==== Supplied text ====

I worried about talking to my friends about my mental health
I have the most wonderful friends. They accept me for who I am, don’t judge me and are always there when I need them: I am blessed in that department.
I did worry about talking about my mental health issues amongst friends. What if they didn’t understand? What if they were scared? What if they didn’t want to be my friend anymore? You see, I was brought up to not talk about feelings and emotions, not to let others see how I feel or know what I think. To keep myself completely private. An isolated island repelling hostile tides.
I decided I shouldn’t keep that part of me disguised anymore
I personally find it therapeutic to talk about problems or issues though. Trying to keep everything bottled up tends to make my brain go into pressure cooker mode and the anxiety of waiting for it all to splatter out in a messy explosion is not good. So, thinking I couldn’t talk to anyone about mental health, I just used to write my thoughts and feelings down. A shrouded secret. Me against the world. Me against myself. This helped me but I still felt I was the only ‘different’ person treading water while a sea of sane people ebbed obliviously passed me. I decided I shouldn’t keep that part of me disguised anymore. I pride myself on my honesty but how honest was I being if I didn’t mention or talk about my depression to my friends? How did I tell them? A big announcement? An ad in the paper? Nothing so dramatic. Chatting with a close friend I dropped into our conversation that I was being referred to a counsellor by my GP. I explained I had depression and was finding life a bit overwhelming and difficult for me to cope with at times. My anxiety kicked in straight away: had I just made a fool of myself? Was she going to look at me differently from now on?

==== Entries provided ====

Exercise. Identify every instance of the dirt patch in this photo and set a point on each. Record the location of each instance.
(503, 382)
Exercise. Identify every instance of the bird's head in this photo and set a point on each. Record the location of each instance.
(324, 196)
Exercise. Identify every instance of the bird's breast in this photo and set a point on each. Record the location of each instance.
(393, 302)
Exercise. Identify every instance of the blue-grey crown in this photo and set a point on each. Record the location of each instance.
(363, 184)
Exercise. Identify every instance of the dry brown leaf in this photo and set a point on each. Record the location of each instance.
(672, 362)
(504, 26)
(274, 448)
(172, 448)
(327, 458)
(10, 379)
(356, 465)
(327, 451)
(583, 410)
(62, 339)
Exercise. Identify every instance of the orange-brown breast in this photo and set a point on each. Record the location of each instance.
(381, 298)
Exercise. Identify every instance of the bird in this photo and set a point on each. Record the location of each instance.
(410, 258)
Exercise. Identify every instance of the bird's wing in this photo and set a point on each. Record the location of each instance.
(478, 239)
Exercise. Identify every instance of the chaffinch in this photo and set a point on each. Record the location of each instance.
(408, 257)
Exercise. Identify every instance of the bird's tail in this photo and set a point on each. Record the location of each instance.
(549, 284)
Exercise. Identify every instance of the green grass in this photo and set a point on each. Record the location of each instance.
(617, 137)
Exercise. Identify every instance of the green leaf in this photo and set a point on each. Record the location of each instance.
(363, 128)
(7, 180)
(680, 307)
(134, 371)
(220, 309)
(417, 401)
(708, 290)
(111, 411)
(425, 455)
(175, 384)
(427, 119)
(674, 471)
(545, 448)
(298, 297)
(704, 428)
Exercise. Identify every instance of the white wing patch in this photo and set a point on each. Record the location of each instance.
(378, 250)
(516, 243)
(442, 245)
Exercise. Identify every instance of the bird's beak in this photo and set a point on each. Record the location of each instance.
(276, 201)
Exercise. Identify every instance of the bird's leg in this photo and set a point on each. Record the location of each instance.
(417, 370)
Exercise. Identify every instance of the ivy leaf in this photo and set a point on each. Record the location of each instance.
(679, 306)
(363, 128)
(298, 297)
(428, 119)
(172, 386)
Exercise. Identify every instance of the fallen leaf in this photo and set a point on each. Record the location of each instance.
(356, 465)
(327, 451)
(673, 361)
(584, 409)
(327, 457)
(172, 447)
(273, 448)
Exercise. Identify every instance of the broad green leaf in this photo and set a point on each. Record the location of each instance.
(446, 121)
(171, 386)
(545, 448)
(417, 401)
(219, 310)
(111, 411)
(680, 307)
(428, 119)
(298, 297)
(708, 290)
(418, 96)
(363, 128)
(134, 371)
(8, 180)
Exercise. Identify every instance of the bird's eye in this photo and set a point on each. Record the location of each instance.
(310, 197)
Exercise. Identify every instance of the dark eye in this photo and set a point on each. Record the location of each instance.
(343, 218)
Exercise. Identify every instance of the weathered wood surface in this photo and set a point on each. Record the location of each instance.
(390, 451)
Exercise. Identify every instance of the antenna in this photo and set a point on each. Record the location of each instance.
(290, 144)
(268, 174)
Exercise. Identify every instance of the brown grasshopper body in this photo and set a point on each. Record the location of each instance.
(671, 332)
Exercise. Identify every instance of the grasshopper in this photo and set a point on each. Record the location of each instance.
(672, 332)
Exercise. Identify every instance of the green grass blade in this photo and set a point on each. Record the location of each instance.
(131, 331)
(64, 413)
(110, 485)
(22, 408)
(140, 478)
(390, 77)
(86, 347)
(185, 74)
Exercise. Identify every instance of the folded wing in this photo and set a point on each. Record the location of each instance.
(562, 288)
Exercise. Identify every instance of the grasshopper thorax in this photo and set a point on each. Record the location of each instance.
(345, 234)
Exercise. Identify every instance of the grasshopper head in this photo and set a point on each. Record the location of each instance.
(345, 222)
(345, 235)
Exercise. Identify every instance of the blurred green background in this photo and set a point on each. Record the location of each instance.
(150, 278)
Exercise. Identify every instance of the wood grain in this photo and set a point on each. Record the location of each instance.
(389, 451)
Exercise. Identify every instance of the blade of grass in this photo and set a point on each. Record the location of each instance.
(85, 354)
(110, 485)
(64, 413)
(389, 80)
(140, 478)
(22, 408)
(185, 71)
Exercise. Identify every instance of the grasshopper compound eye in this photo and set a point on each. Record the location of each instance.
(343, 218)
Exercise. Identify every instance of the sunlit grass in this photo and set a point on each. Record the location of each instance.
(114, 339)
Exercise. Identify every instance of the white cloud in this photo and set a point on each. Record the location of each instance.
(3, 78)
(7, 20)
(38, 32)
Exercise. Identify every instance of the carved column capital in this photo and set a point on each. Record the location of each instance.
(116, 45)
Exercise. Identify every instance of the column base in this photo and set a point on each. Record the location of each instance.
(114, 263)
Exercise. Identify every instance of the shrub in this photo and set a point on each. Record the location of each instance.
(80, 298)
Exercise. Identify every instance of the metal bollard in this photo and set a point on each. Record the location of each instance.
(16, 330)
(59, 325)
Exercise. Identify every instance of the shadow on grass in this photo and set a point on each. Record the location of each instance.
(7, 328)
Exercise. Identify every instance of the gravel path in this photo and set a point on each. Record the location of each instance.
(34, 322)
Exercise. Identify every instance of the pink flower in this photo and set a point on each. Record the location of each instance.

====

## Things to do:
1. Write out everything from "I worried about" down to "repelling hostile tides." in the text about talking to friends about mental health, replacing "friends" with "mates".
2. Using the text about talking to friends about mental health, decide whether each statement agrees with it: (a) The writer was raised not to talk about feelings. (b) The writer told friends about the depression through a big announcement. (c) The writer's GP was referring the writer to a counsellor.

## Solved tasks:
1.
I worried about talking to my mates about my mental health
I have the most wonderful mates. They accept me for who I am, don’t judge me and are always there when I need them: I am blessed in that department.
I did worry about talking about my mental health issues amongst mates. What if they didn’t understand? What if they were scared? What if they didn’t want to be my friend anymore? You see, I was brought up to not talk about feelings and emotions, not to let others see how I feel or know what I think. To keep myself completely private. An isolated island repelling hostile tides.

2.
(a) Yes: "I was brought up to not talk about feelings and emotions"
(b) No: "Nothing so dramatic."
(c) Yes: "I was being referred to a counsellor by my GP."